### Provided records

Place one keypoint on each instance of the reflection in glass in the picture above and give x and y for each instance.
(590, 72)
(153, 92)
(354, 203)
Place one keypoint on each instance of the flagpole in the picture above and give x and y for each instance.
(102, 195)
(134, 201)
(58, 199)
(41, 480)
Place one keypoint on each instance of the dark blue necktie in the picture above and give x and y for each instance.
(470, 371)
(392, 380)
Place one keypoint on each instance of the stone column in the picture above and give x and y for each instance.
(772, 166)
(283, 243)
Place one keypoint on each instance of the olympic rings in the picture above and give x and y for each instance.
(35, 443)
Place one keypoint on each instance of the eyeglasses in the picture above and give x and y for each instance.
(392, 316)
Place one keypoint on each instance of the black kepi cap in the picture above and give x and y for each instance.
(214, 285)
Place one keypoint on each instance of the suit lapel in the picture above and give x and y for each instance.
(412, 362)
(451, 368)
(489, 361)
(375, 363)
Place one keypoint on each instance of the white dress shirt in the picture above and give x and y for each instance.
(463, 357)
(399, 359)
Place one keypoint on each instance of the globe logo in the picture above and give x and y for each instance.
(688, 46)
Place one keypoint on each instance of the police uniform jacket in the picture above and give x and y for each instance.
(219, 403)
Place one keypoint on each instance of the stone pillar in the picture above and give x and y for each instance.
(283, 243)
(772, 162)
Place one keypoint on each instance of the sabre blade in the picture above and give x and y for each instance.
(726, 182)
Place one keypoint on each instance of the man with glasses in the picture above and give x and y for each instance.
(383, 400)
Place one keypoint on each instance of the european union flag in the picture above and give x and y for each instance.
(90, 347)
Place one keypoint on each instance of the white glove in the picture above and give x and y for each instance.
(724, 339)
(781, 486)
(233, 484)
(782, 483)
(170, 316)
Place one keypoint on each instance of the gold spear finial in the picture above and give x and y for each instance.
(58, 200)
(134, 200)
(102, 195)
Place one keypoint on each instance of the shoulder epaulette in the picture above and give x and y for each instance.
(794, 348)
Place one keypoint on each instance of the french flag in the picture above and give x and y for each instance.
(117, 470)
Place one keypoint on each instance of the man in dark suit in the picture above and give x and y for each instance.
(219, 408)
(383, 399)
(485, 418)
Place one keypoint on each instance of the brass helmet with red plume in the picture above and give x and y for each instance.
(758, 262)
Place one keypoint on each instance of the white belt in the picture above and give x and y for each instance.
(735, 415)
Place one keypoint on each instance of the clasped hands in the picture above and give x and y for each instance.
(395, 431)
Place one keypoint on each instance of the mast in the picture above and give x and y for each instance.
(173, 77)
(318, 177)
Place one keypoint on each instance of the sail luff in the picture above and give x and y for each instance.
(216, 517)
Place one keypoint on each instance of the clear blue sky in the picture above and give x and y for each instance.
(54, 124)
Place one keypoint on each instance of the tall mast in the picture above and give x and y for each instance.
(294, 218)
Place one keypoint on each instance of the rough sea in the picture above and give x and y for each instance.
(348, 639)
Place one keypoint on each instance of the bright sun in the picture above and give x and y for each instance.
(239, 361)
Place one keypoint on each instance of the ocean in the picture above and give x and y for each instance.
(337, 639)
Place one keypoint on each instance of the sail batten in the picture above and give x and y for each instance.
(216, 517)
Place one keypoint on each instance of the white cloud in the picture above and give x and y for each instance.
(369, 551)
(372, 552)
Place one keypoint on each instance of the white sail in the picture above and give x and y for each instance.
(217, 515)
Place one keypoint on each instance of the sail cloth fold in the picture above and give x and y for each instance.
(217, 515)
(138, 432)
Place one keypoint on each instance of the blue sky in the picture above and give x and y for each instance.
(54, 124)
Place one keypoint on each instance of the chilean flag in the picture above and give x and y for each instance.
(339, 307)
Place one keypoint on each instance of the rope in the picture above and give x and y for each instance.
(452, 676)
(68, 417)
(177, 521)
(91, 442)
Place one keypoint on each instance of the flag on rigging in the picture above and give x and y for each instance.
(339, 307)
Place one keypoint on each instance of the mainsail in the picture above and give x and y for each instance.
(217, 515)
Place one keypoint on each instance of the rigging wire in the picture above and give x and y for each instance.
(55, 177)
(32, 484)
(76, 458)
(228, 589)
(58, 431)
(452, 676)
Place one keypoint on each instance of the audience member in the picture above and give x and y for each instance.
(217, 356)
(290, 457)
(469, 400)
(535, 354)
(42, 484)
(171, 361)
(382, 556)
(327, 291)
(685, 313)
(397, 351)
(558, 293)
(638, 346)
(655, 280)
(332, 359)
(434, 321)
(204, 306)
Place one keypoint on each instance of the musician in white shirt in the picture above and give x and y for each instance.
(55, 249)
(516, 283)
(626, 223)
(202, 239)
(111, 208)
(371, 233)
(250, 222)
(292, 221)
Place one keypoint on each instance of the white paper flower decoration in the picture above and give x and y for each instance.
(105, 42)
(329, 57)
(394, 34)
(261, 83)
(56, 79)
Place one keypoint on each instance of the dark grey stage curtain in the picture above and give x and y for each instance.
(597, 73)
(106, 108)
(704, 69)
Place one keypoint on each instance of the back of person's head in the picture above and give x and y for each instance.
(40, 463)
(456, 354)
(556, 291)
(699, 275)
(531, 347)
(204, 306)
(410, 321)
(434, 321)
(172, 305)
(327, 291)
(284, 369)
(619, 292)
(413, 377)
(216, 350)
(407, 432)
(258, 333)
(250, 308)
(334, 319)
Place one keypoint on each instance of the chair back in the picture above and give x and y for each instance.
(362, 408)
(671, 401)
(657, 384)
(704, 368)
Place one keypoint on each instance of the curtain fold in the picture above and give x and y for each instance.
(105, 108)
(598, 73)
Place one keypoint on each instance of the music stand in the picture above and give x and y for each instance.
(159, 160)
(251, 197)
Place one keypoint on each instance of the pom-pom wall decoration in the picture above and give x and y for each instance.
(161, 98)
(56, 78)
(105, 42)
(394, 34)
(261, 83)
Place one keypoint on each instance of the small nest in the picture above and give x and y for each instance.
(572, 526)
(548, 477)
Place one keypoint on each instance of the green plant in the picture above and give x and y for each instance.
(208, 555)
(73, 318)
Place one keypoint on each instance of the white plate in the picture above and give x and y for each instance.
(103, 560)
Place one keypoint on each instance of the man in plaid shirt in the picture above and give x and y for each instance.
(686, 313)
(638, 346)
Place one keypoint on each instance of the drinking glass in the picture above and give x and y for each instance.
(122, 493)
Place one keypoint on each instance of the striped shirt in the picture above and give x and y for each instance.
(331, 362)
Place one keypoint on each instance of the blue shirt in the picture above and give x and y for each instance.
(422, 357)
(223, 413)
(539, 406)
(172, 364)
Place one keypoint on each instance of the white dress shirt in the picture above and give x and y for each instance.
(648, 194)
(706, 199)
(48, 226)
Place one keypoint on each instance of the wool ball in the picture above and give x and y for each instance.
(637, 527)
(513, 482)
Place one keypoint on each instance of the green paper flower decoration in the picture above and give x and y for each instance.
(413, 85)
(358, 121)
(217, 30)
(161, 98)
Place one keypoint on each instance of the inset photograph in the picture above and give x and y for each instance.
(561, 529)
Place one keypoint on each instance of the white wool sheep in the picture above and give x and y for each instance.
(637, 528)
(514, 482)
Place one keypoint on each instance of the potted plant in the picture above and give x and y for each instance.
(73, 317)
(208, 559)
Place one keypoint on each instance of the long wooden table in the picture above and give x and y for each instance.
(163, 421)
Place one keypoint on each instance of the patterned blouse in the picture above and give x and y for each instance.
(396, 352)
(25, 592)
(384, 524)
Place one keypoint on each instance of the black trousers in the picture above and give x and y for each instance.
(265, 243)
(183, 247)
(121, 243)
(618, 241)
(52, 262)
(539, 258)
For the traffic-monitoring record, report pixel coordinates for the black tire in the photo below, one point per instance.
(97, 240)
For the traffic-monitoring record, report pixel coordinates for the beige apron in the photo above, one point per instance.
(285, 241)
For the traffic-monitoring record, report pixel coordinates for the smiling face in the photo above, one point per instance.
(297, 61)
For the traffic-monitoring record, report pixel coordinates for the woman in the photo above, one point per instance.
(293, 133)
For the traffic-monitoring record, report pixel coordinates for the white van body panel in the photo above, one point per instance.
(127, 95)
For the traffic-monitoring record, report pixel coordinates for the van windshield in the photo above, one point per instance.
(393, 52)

######

● **What to produce**
Starting with the line that contains "for the woman", return each line through the last one of the data above, exactly as written and nothing more.

● **Exercise solution**
For the traffic-monitoring record, report pixel coordinates for the woman in the photo above, one point per instance.
(293, 133)
For the traffic-monitoring record, report pixel coordinates for the white van body panel in the photo above, one point per instance.
(127, 95)
For the traffic-monitoring record, report pixel coordinates for the van windshield in the photo above, one point per instance.
(393, 52)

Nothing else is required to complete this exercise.